▸ Task details
Rescale the records starting at the line that contains "arched entry gate -> outlines, every instance" and ending at the line that contains "139 97 L 138", reproducing every line in that range with the requests included. Multiply each coordinate in the answers by 1.15 and round to the nearest whole number, with halves rounded up.

-- Start Items --

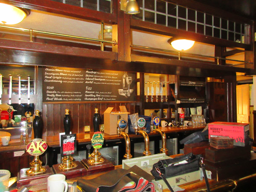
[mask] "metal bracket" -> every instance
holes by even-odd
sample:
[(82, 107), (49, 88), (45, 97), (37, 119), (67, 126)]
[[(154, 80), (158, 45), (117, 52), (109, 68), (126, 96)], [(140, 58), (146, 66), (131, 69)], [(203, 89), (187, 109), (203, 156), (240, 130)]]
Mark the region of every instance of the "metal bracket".
[(185, 181), (187, 181), (186, 177), (185, 177), (185, 178), (182, 178), (182, 177), (177, 177), (177, 178), (175, 178), (175, 180), (176, 180), (176, 183), (180, 183), (180, 180), (183, 180)]
[[(206, 175), (207, 178), (208, 179), (212, 179), (212, 172), (210, 171), (205, 170), (206, 172)], [(202, 168), (200, 168), (200, 180), (203, 180), (203, 177), (204, 177), (204, 174), (203, 173), (203, 171)]]

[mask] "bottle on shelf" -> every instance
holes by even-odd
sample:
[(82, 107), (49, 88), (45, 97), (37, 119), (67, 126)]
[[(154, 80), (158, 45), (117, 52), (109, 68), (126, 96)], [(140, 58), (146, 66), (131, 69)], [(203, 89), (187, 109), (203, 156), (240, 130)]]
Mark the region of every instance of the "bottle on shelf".
[(123, 76), (123, 90), (127, 91), (128, 90), (128, 84), (126, 82), (126, 78), (127, 78), (127, 72), (125, 72), (125, 74)]
[(152, 131), (154, 128), (154, 122), (153, 121), (153, 119), (154, 119), (154, 115), (153, 114), (153, 113), (151, 113), (151, 121), (150, 121), (150, 129), (151, 131)]
[(184, 118), (185, 117), (185, 113), (184, 108), (181, 108), (181, 113), (180, 113), (180, 125), (181, 126), (184, 125)]
[(99, 122), (100, 121), (100, 116), (98, 112), (99, 109), (95, 108), (94, 115), (93, 115), (93, 128), (94, 132), (99, 131)]

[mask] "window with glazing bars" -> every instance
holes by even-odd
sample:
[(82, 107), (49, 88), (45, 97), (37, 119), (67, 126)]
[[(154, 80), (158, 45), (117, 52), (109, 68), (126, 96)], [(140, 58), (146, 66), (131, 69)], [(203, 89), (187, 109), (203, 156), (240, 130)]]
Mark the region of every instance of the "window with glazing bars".
[(250, 25), (160, 0), (137, 0), (143, 21), (240, 43)]

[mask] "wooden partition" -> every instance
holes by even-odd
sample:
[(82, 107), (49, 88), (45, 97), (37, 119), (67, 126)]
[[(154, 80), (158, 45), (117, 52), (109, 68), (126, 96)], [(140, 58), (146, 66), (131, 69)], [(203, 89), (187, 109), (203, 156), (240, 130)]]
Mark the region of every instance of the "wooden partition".
[(100, 124), (104, 124), (104, 111), (108, 107), (114, 108), (113, 111), (120, 111), (119, 106), (125, 105), (131, 114), (135, 111), (135, 102), (83, 103), (43, 104), (42, 118), (43, 136), (58, 135), (64, 132), (63, 119), (65, 109), (70, 110), (71, 117), (71, 131), (73, 133), (84, 133), (84, 126), (90, 125), (90, 132), (93, 131), (93, 119), (94, 109), (98, 108), (101, 115)]

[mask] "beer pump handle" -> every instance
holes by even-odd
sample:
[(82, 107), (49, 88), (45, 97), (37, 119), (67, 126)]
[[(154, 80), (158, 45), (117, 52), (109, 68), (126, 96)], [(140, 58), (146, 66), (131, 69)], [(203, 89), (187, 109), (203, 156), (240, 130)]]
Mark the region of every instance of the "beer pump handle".
[(41, 133), (42, 128), (42, 120), (39, 116), (39, 111), (35, 110), (35, 114), (33, 120), (33, 130), (34, 138), (41, 138)]
[(93, 115), (93, 128), (94, 132), (99, 131), (99, 122), (100, 121), (100, 116), (98, 112), (99, 109), (95, 108), (94, 115)]
[(71, 119), (69, 115), (69, 110), (68, 109), (65, 110), (65, 116), (64, 117), (64, 130), (65, 134), (70, 134), (70, 132)]

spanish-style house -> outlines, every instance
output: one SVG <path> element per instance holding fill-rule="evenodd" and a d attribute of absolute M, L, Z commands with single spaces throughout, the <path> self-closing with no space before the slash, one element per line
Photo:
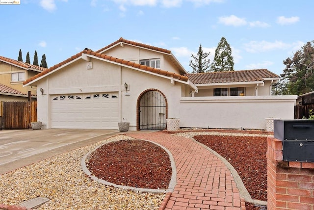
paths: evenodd
<path fill-rule="evenodd" d="M 36 100 L 36 89 L 23 86 L 23 83 L 46 69 L 0 56 L 0 101 L 27 101 L 28 91 L 31 92 L 32 98 Z"/>
<path fill-rule="evenodd" d="M 41 88 L 44 128 L 164 129 L 183 127 L 264 129 L 265 118 L 293 119 L 296 97 L 271 96 L 279 77 L 266 69 L 188 74 L 167 50 L 121 38 L 85 49 L 27 79 Z M 219 97 L 217 97 L 217 96 Z"/>

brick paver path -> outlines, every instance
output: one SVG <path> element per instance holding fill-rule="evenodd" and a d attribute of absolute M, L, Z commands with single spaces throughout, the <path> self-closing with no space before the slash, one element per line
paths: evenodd
<path fill-rule="evenodd" d="M 158 143 L 169 150 L 173 156 L 177 167 L 177 184 L 165 208 L 161 209 L 245 209 L 230 171 L 204 147 L 190 139 L 162 131 L 128 135 Z"/>

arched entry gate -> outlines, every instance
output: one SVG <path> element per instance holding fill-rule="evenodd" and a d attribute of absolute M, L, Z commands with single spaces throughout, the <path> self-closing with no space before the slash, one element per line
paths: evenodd
<path fill-rule="evenodd" d="M 139 97 L 138 126 L 139 130 L 166 128 L 167 101 L 157 90 L 144 91 Z"/>

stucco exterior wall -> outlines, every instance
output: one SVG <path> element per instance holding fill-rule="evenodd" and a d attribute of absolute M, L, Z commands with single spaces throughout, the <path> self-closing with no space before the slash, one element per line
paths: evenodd
<path fill-rule="evenodd" d="M 177 108 L 180 104 L 182 85 L 175 81 L 171 83 L 167 78 L 143 73 L 137 70 L 122 68 L 121 74 L 121 118 L 127 119 L 130 123 L 130 130 L 135 130 L 136 127 L 136 102 L 139 96 L 145 90 L 155 89 L 164 94 L 168 103 L 168 117 L 178 117 L 179 111 Z M 126 82 L 129 87 L 128 92 L 123 86 Z M 125 121 L 126 120 L 124 120 Z"/>
<path fill-rule="evenodd" d="M 24 72 L 25 73 L 26 79 L 36 75 L 38 73 L 38 72 L 26 70 L 26 69 L 0 61 L 0 81 L 1 81 L 2 84 L 23 92 L 26 94 L 28 93 L 28 91 L 31 91 L 32 94 L 37 94 L 35 88 L 31 88 L 30 86 L 23 87 L 23 82 L 24 81 L 12 82 L 11 74 L 12 72 Z M 18 99 L 18 97 L 17 98 Z M 17 100 L 16 101 L 23 101 L 23 99 L 22 99 L 21 100 Z"/>
<path fill-rule="evenodd" d="M 38 88 L 44 90 L 44 94 L 37 97 L 37 115 L 38 120 L 43 122 L 43 128 L 51 127 L 52 97 L 63 93 L 118 92 L 120 121 L 129 122 L 129 130 L 136 130 L 139 96 L 147 89 L 156 89 L 165 95 L 170 117 L 179 117 L 178 107 L 184 84 L 176 81 L 172 84 L 168 78 L 98 59 L 92 59 L 91 62 L 93 69 L 86 69 L 86 61 L 79 60 L 37 82 Z M 125 95 L 125 82 L 128 85 L 130 95 Z"/>
<path fill-rule="evenodd" d="M 182 97 L 180 127 L 265 129 L 266 118 L 293 119 L 297 97 Z"/>

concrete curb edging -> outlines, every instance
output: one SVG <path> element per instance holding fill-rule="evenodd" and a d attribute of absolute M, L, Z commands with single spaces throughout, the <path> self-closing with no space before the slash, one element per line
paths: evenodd
<path fill-rule="evenodd" d="M 226 165 L 228 169 L 230 170 L 231 172 L 231 174 L 234 177 L 235 179 L 235 182 L 236 182 L 236 187 L 239 189 L 239 191 L 240 192 L 240 195 L 241 198 L 243 198 L 245 201 L 252 203 L 254 204 L 258 204 L 260 205 L 263 206 L 267 206 L 267 202 L 263 201 L 260 201 L 259 200 L 255 200 L 252 199 L 251 195 L 249 193 L 249 192 L 247 191 L 247 189 L 244 186 L 244 184 L 243 184 L 240 176 L 237 173 L 236 170 L 234 168 L 234 167 L 231 165 L 224 158 L 221 156 L 220 155 L 218 154 L 215 151 L 212 150 L 210 148 L 208 147 L 206 145 L 204 145 L 201 143 L 199 142 L 194 139 L 193 137 L 191 137 L 191 139 L 195 143 L 198 144 L 199 145 L 202 146 L 207 150 L 211 152 L 213 154 L 216 156 L 218 158 L 219 158 L 224 164 Z"/>
<path fill-rule="evenodd" d="M 153 144 L 155 144 L 159 146 L 160 147 L 162 148 L 164 150 L 165 150 L 169 155 L 169 159 L 170 160 L 170 163 L 171 164 L 172 173 L 171 175 L 171 179 L 170 180 L 169 187 L 168 189 L 150 189 L 150 188 L 137 188 L 137 187 L 131 187 L 129 186 L 124 186 L 124 185 L 121 185 L 119 184 L 115 184 L 105 181 L 101 179 L 99 179 L 98 178 L 95 177 L 95 176 L 92 175 L 91 172 L 87 169 L 87 167 L 86 167 L 86 165 L 85 164 L 85 161 L 86 161 L 86 158 L 91 154 L 91 153 L 92 153 L 92 152 L 96 150 L 97 149 L 98 149 L 100 147 L 110 142 L 119 141 L 119 140 L 110 141 L 106 142 L 105 144 L 102 144 L 101 145 L 96 147 L 94 150 L 92 150 L 91 151 L 89 152 L 88 153 L 84 155 L 83 158 L 82 158 L 80 161 L 81 168 L 82 169 L 83 171 L 86 175 L 87 175 L 92 180 L 95 180 L 97 182 L 105 184 L 106 185 L 112 186 L 114 187 L 120 187 L 125 189 L 131 190 L 134 191 L 141 191 L 143 192 L 149 192 L 149 193 L 167 193 L 168 192 L 173 192 L 173 190 L 175 188 L 175 186 L 177 184 L 177 170 L 176 168 L 176 164 L 175 163 L 174 159 L 172 157 L 172 154 L 171 154 L 169 150 L 168 150 L 165 147 L 157 143 L 156 143 L 148 140 L 145 140 L 145 139 L 139 139 L 139 140 L 149 141 L 151 143 L 152 143 Z"/>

-- End Items --

▸ Written solution
arched entry gate -> outlines, every instance
output: one SVG <path> element per instance holding fill-rule="evenodd" and a d attribute of absolute M, L, Z commands with single spaces throughout, the <path> self-closing with no space before the slash, one element per line
paths: evenodd
<path fill-rule="evenodd" d="M 160 112 L 159 145 L 160 150 L 191 147 L 192 116 L 181 104 L 166 105 Z"/>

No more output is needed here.